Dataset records

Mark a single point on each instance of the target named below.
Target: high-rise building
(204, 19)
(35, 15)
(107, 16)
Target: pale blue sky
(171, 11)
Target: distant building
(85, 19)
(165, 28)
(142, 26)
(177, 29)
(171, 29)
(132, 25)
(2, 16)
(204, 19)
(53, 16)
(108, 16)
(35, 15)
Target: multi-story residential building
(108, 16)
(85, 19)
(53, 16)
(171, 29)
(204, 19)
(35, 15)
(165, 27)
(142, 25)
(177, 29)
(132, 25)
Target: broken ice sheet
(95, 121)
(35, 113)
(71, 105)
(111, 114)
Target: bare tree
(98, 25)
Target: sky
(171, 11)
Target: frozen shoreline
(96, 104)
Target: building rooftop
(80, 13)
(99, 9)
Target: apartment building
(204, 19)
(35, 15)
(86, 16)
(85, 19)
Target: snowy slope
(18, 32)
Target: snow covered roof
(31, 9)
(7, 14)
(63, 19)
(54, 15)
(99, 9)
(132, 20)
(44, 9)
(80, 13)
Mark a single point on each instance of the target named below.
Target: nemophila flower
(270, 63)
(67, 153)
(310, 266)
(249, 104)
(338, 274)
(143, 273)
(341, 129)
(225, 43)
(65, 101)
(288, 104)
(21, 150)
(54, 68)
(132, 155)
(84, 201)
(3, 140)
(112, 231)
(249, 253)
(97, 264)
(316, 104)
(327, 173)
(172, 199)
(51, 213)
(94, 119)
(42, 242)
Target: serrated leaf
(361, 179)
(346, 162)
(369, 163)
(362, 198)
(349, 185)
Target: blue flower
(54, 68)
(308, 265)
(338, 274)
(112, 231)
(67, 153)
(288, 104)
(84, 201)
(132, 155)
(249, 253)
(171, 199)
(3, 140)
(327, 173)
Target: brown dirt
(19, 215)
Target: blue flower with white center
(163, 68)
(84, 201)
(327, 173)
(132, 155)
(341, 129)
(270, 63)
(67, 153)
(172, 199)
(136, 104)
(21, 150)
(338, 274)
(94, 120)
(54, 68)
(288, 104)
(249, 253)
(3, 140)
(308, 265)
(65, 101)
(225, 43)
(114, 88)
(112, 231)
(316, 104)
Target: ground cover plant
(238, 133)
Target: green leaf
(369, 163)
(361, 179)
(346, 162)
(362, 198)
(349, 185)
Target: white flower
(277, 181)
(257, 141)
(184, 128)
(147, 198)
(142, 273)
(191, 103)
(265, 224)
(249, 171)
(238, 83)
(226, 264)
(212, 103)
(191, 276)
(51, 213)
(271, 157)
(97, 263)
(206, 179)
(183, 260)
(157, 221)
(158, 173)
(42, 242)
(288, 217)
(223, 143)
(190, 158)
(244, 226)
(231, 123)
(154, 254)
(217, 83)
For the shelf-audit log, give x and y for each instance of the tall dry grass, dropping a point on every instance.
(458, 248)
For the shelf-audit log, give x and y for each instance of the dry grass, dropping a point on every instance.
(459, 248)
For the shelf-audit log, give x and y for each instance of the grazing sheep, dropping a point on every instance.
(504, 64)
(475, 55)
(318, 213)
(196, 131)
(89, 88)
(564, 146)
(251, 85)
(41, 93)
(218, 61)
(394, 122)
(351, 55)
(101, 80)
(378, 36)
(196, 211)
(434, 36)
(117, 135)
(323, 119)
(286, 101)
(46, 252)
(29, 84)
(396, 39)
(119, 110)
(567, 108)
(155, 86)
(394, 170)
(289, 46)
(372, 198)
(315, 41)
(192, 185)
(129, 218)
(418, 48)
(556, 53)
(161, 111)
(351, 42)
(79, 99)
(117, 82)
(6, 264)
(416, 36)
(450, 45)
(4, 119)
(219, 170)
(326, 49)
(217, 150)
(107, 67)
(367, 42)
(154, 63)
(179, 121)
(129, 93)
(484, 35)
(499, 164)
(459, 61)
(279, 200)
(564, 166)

• Work order: Your reply should match the data above exactly, line for line.

• The completed task:
Mark a single point on each instance of the target named below.
Target: high-rise building
(204, 19)
(35, 15)
(107, 16)
Target: pale blue sky
(171, 11)
Target: distant building
(85, 19)
(165, 28)
(142, 26)
(177, 29)
(171, 29)
(132, 25)
(2, 16)
(204, 19)
(53, 16)
(108, 16)
(35, 15)
Target: multi-story residential building
(108, 16)
(85, 19)
(53, 16)
(171, 29)
(204, 19)
(35, 15)
(165, 27)
(142, 25)
(177, 29)
(132, 25)
Target: broken ice sheet
(95, 121)
(35, 113)
(71, 105)
(111, 114)
Target: bare tree
(98, 25)
Target: sky
(171, 11)
Target: frozen shoreline
(96, 104)
Target: building rooftop
(80, 13)
(99, 9)
Target: apartment building
(204, 19)
(35, 15)
(86, 16)
(85, 19)
Target: snowy slope
(18, 32)
Target: snow covered roof
(31, 9)
(7, 14)
(63, 19)
(54, 15)
(99, 9)
(132, 20)
(44, 9)
(80, 13)
Mark a single point on each instance of the target named below.
Target: nemophila flower
(270, 63)
(67, 153)
(310, 266)
(249, 104)
(338, 274)
(143, 273)
(341, 129)
(225, 43)
(65, 101)
(288, 104)
(21, 150)
(54, 68)
(132, 155)
(84, 201)
(3, 140)
(112, 231)
(249, 253)
(97, 264)
(316, 104)
(327, 173)
(172, 199)
(51, 213)
(94, 119)
(42, 242)
Target: serrated leaf
(361, 179)
(346, 162)
(369, 163)
(362, 198)
(349, 185)
Target: blue flower
(54, 68)
(308, 265)
(338, 274)
(112, 231)
(67, 153)
(288, 104)
(84, 201)
(132, 155)
(249, 253)
(171, 199)
(3, 140)
(327, 173)
Target: brown dirt
(19, 215)
Target: blue flower with white center
(163, 68)
(84, 201)
(327, 173)
(132, 155)
(341, 129)
(270, 63)
(67, 153)
(172, 199)
(136, 104)
(21, 150)
(338, 274)
(94, 120)
(54, 68)
(288, 104)
(249, 253)
(3, 140)
(308, 265)
(65, 101)
(225, 43)
(114, 88)
(112, 231)
(316, 104)
Target: ground cover plant
(238, 133)
Target: green leaf
(369, 163)
(361, 179)
(346, 162)
(362, 198)
(349, 185)
Target: white flower
(277, 181)
(257, 141)
(184, 128)
(147, 198)
(142, 273)
(191, 103)
(265, 224)
(249, 171)
(238, 83)
(226, 264)
(212, 103)
(191, 276)
(51, 213)
(271, 157)
(97, 263)
(206, 179)
(183, 260)
(157, 221)
(158, 173)
(42, 242)
(288, 217)
(223, 143)
(190, 158)
(244, 226)
(231, 123)
(154, 254)
(217, 83)
For the shelf-audit log, give x and y for each instance of the tall dry grass, dropping a point on every instance.
(458, 248)
For the shelf-audit log, give x and y for each instance of the dry grass, dropping a point on every instance.
(459, 248)
For the shelf-audit log, give x and y for each instance of the grazing sheep, dropping a point on every instance.
(504, 64)
(475, 55)
(318, 213)
(196, 131)
(89, 88)
(564, 146)
(251, 85)
(41, 93)
(218, 61)
(394, 122)
(351, 55)
(101, 80)
(378, 36)
(196, 211)
(434, 36)
(117, 135)
(323, 119)
(286, 101)
(46, 252)
(29, 84)
(396, 39)
(119, 110)
(567, 108)
(155, 86)
(394, 170)
(289, 46)
(372, 198)
(315, 41)
(192, 185)
(129, 218)
(418, 48)
(556, 53)
(161, 111)
(351, 42)
(79, 99)
(117, 82)
(6, 264)
(416, 36)
(450, 45)
(4, 119)
(219, 170)
(326, 49)
(217, 150)
(107, 67)
(367, 42)
(154, 63)
(179, 121)
(129, 93)
(484, 35)
(499, 164)
(459, 61)
(279, 200)
(564, 166)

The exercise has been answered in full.